== DATA EXTRACT ==

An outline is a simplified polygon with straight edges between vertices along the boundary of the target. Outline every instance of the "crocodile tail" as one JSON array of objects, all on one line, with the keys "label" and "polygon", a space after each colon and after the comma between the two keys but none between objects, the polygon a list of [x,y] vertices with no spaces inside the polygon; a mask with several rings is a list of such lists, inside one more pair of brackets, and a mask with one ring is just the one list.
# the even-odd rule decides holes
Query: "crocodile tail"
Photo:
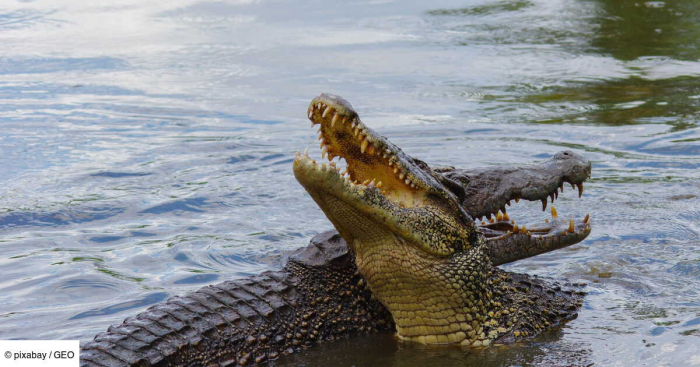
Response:
[{"label": "crocodile tail", "polygon": [[83,345],[81,366],[227,366],[276,357],[287,344],[276,329],[299,302],[296,281],[286,271],[266,272],[170,298]]}]

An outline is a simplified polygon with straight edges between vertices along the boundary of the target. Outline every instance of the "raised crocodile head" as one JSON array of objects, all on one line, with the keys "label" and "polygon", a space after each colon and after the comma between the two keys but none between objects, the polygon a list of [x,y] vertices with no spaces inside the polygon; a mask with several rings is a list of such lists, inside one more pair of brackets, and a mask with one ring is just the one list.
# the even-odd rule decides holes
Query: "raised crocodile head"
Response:
[{"label": "raised crocodile head", "polygon": [[[312,126],[320,125],[322,155],[331,162],[318,164],[298,154],[294,175],[350,245],[403,339],[490,343],[509,327],[495,320],[504,305],[493,297],[492,259],[498,264],[533,256],[579,242],[590,232],[588,217],[578,222],[557,217],[528,230],[500,214],[493,223],[478,225],[465,209],[466,185],[403,153],[365,126],[343,98],[321,94],[311,101],[308,117]],[[346,171],[335,157],[347,162]],[[576,180],[588,175],[590,164],[586,177]],[[559,183],[552,190],[558,188]],[[539,199],[525,197],[532,198]],[[484,211],[484,205],[477,207]],[[521,254],[518,245],[524,247]]]}]

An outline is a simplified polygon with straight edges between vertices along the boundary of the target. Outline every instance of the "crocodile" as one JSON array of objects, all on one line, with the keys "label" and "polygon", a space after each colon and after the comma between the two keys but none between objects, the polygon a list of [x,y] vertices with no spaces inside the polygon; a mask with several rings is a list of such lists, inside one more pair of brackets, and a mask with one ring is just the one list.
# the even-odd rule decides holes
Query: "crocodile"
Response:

== TASK ==
Retype the records above exactly. Leave the pictures out.

== RESPONSE TO THIS EXERCISE ==
An outline is a simplified polygon with straight edges between vertices along the boundary of the target. Outline every instance of the "crocodile tail" as one JSON array of objects, all on one line, with the keys "label" and "polygon", a space after each colon and after the comma between the two keys but none between objects, the polygon a list of [x,y] vertices with no spaces inside the polygon; a mask with several rings is a list of such lists, inside one more pair of brackets, and a mask with one ring is just the one list.
# the even-odd rule decides holes
Query: "crocodile tail"
Photo:
Response:
[{"label": "crocodile tail", "polygon": [[83,345],[81,366],[227,366],[276,357],[287,344],[276,329],[299,302],[296,281],[286,271],[266,272],[170,298]]}]

An outline is a simplified polygon with straight edges between vertices along the boundary of the target. Outline every instance of the "raised crocodile head" as one JSON array of objects, all on one line, with the keys "label" and "polygon", a space after each colon and after the comma between the two keys but none between objects, the polygon a list of [x,y] vertices with no spaces inside the polygon; a mask with several rings is a list of such lists, inside one more pair of brackets, and a mask with one ring is just the one list.
# the even-odd rule decides holes
Query: "raised crocodile head"
Response:
[{"label": "raised crocodile head", "polygon": [[[312,126],[320,125],[322,155],[331,162],[318,164],[298,154],[294,175],[350,245],[403,339],[490,343],[509,327],[495,320],[504,305],[493,297],[492,259],[498,264],[533,256],[579,242],[590,232],[588,217],[578,222],[557,217],[528,230],[500,214],[493,223],[478,225],[465,209],[466,185],[403,153],[365,126],[343,98],[321,94],[311,101],[308,117]],[[346,171],[335,157],[347,162]],[[576,180],[588,175],[590,164],[586,177]],[[559,183],[552,190],[558,188]],[[539,199],[525,197],[532,198]],[[484,211],[484,205],[477,207]],[[521,254],[518,245],[524,247]]]}]

An outline is a simplified polygon with straight edges between vertices along the boundary of the target. Outline every instance of the "crocodile" as one JSON array of objects, all on one line, with the keys "label" and "polygon", a space after each colon and after the comma between the two keys but none between objects, the polygon a list of [x,y] vertices with no spaces inside the polygon; a mask with several rings is a list of such lists, inside one more pair of brackets, and a mask with one ring is just the one list.
# the even-odd rule decides holes
Query: "crocodile"
Response:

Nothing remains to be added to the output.